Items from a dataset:
>>>>

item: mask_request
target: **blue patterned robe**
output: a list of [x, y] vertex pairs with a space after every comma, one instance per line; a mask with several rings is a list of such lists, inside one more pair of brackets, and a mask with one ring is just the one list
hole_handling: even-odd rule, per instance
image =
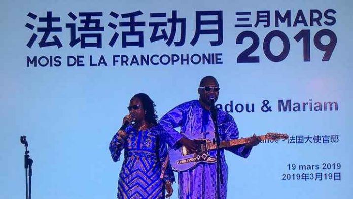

<<<<
>>>>

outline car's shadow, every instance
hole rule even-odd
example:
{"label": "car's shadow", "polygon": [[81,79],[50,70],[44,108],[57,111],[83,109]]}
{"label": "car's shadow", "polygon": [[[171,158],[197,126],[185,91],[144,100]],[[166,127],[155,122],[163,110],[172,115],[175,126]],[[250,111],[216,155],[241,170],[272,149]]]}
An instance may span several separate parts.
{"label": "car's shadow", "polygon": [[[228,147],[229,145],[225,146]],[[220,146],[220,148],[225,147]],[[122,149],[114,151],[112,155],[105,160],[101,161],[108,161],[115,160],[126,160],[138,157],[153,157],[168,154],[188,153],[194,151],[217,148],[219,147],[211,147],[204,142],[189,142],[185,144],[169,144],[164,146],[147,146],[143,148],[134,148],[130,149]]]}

<<<<

Count the lines above that contain the word "several". Reply with the number only.

2